What the task asks: Word for word, copy out the data below, omitting pictures.

---+---

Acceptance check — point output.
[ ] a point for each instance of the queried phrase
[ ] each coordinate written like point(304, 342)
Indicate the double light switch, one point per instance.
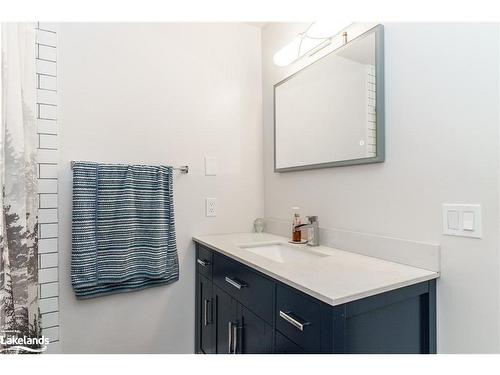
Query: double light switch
point(462, 220)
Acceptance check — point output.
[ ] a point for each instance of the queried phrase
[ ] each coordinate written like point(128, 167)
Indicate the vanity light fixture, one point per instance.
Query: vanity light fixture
point(317, 36)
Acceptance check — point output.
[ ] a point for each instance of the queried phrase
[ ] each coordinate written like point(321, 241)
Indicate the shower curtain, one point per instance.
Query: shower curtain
point(19, 312)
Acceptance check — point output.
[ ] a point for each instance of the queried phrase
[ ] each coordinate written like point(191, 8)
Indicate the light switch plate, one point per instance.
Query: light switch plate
point(211, 207)
point(210, 166)
point(462, 220)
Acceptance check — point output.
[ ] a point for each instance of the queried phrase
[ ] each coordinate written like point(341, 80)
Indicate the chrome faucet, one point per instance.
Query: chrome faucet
point(314, 233)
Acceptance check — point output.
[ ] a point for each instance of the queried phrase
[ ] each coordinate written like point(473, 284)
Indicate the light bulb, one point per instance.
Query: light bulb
point(288, 54)
point(326, 29)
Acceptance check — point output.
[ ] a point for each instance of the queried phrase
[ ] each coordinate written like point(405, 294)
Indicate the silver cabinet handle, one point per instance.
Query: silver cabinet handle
point(204, 263)
point(235, 337)
point(230, 337)
point(294, 320)
point(236, 284)
point(207, 302)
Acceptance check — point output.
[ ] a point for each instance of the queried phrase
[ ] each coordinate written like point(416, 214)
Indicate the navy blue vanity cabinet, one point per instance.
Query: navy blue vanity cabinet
point(238, 330)
point(240, 310)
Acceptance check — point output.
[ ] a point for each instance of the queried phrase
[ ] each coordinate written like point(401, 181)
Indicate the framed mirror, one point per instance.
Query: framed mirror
point(331, 113)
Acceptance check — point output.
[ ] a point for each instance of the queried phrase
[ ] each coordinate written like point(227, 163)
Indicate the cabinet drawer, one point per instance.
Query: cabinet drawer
point(298, 317)
point(248, 287)
point(204, 261)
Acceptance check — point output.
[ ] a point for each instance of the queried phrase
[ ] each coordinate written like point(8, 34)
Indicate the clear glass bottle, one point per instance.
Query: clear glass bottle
point(296, 232)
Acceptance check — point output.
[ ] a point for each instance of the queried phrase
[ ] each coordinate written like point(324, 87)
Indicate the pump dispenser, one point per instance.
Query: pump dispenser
point(296, 232)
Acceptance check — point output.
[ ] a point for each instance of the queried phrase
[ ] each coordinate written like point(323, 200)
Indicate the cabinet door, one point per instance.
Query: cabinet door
point(286, 346)
point(225, 320)
point(205, 319)
point(254, 335)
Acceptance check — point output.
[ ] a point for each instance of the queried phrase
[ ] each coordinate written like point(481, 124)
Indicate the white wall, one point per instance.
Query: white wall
point(442, 145)
point(159, 94)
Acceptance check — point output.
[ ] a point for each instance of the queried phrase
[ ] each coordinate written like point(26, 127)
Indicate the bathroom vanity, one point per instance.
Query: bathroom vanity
point(255, 293)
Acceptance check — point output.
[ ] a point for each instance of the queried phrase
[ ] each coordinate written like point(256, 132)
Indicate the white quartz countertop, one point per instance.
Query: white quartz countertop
point(340, 277)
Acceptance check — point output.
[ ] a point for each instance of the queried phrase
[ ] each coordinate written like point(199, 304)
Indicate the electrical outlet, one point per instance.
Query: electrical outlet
point(211, 206)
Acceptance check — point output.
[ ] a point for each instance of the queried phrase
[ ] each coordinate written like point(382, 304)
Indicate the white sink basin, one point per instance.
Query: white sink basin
point(283, 253)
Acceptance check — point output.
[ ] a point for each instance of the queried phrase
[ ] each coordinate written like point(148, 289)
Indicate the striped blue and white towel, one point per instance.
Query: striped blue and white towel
point(123, 228)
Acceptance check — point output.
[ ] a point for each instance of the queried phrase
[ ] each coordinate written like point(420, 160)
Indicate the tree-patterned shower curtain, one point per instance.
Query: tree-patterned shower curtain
point(19, 312)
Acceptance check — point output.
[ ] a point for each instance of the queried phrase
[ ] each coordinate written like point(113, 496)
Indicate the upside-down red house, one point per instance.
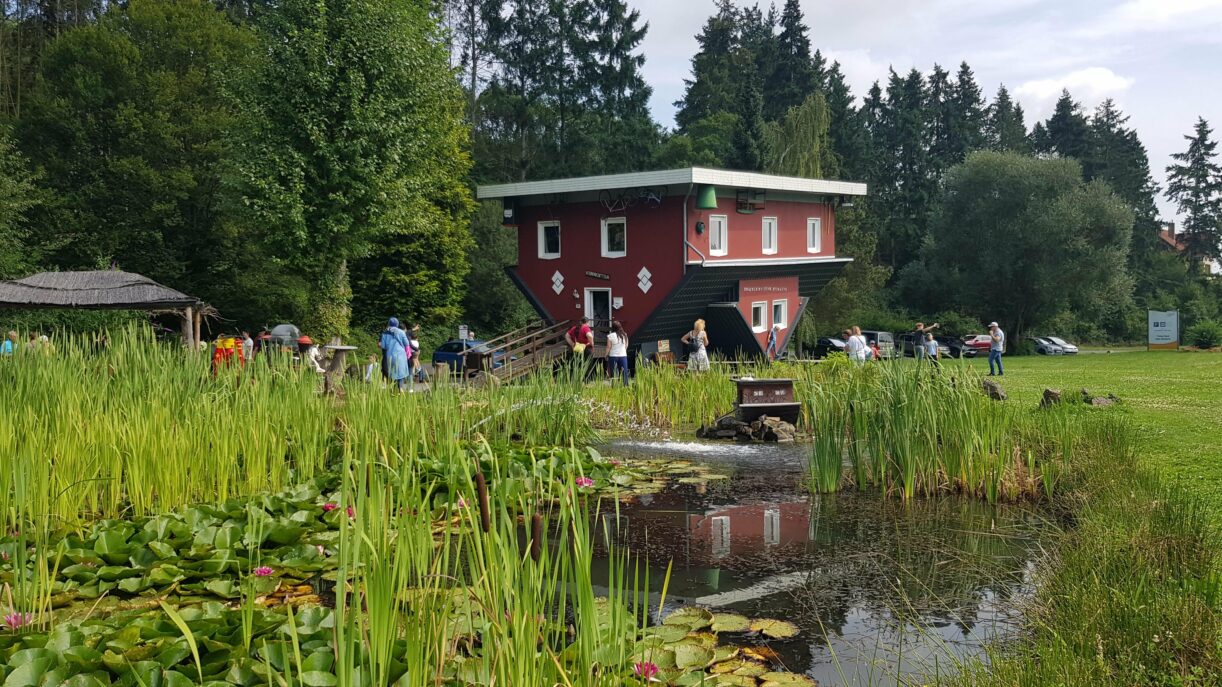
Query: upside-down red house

---+---

Task response:
Acceptance check — point output.
[ ] a point for each instance of the queried phrase
[ ] each coordinate written like point(304, 342)
Indicate the double light switch, one point per instance.
Query: double light switch
point(462, 220)
Acceptance check — point output.
[ ] a point for each instance of the queried phrase
[ ] each coordinate written like point(128, 167)
Indicate the vanity light fixture, one point per instance.
Query: vanity light fixture
point(317, 36)
Acceptance check — point output.
[ ] a point for each instance of the queried phrase
[ ] each coordinate written like point(321, 241)
Indicate the shower curtain, one point per instance.
Query: shower curtain
point(19, 312)
Acceptance check — point output.
[ ] a point for each instance of the queried phrase
[ ] each coordinate written like point(191, 8)
Indicate the light switch plate, one point per instance.
Query: light switch plate
point(211, 207)
point(210, 166)
point(462, 220)
Acceptance check — point output.
[ ] a point for each instance of the queried phrase
[ ] each coordinate written like point(341, 80)
Indicate the chrome faucet, one point per instance.
Query: chrome faucet
point(314, 233)
Acceptance check — point output.
[ ] a point for each instance of the queried phrase
[ ] each coordinate written like point(473, 284)
Indicate the light bulb, one point per instance.
Query: light bulb
point(288, 54)
point(326, 29)
Acceptance check — point output.
[ ] a point for each instance of the queried phrase
[ ] each coordinate written like point(405, 294)
Indicate the silver cabinet handle, one point per instance.
Query: silver cabinet handle
point(204, 263)
point(235, 337)
point(230, 337)
point(294, 320)
point(236, 284)
point(207, 302)
Acceptance check — point output.
[ ] a point for each instance of the queried phrase
[ ] each coordinate written like point(416, 214)
Indicate the navy blue vanity cabinet, one point per instance.
Query: navy blue vanity cabinet
point(238, 330)
point(240, 310)
Acceptance check — point output.
[ ] a point for each instance of the queried phrase
[ ] each coordinate written like point(401, 181)
Indicate the framed mirror, one point per instance.
Query: framed mirror
point(331, 113)
Acceptance check — point output.
[ ] a point for each instance of the queried phrase
[ ] each coordinate written like point(227, 163)
Indicate the cabinet drawer, one point per instance.
Query: cabinet drawer
point(298, 317)
point(248, 287)
point(204, 261)
Acceptance check — point output.
[ ] a point for each instance of the queried phrase
[ ] each coordinate written like point(8, 34)
Indicate the clear glass bottle, one point per instance.
Query: clear glass bottle
point(296, 232)
Acceptance check — point output.
[ ] a point for each instance of the queried phrase
[ ] each coordinate written like point(324, 87)
Indicate the pump dispenser, one point per instance.
Query: pump dispenser
point(296, 232)
Acceptance check — point output.
[ ] a point for each instance of the queried phrase
[ ] each coordinate written like point(323, 200)
Indicate the cabinet door, one point per instance.
Query: cabinet door
point(286, 346)
point(225, 320)
point(205, 319)
point(254, 335)
Acceptance check — point output.
[ ] a point for each instance of the queried phrase
[ ] each coordinate written like point(481, 124)
Indicate the white wall, one point per instance.
Query: white wall
point(442, 145)
point(159, 94)
Acceptance check — point output.
[ ] a point for each instance of the queried phrase
[ ] each coordinate written like point(26, 127)
Indicate the bathroom vanity, one point per instance.
Query: bathroom vanity
point(255, 293)
Acceptance check — point output.
[ ] a point for each instance of the queried phrase
[ ] each coordinate written like point(256, 132)
Indicate the white quartz countertop, one point per instance.
Query: white quartz countertop
point(340, 277)
Acceptance check — point output.
[ ] a point for each instance of the queried phrase
[ ] each coordinate written like point(199, 304)
Indicate the electrical outlet, one point per instance.
Query: electrical outlet
point(211, 206)
Acceptance check — point output.
[ ] a point for each instance of the queried phrase
[ ] each coordinate written like point(382, 304)
Indicate the white sink basin, one point per instance.
Query: white sink basin
point(283, 253)
Acceptance check — point output.
[ ] a point for each instance of the queried phrase
[ ] each coordinate written like point(148, 289)
Indicate the striped blue and white towel, one point per instance.
Query: striped blue and white towel
point(123, 228)
Acceptance check — point output.
[ ] a point for each instance of the queried phrase
[ ] each coordinate written like point(420, 160)
Indicate the tree-patterned shower curtain, one point per instance.
Query: tree-patterned shower curtain
point(19, 312)
Acceptance check — point output.
[ ] a point for each instance of the queried phrase
[ ] each coordinate written like point(113, 496)
Indicate the upside-down red house, one point per instance.
Query: upside-down red house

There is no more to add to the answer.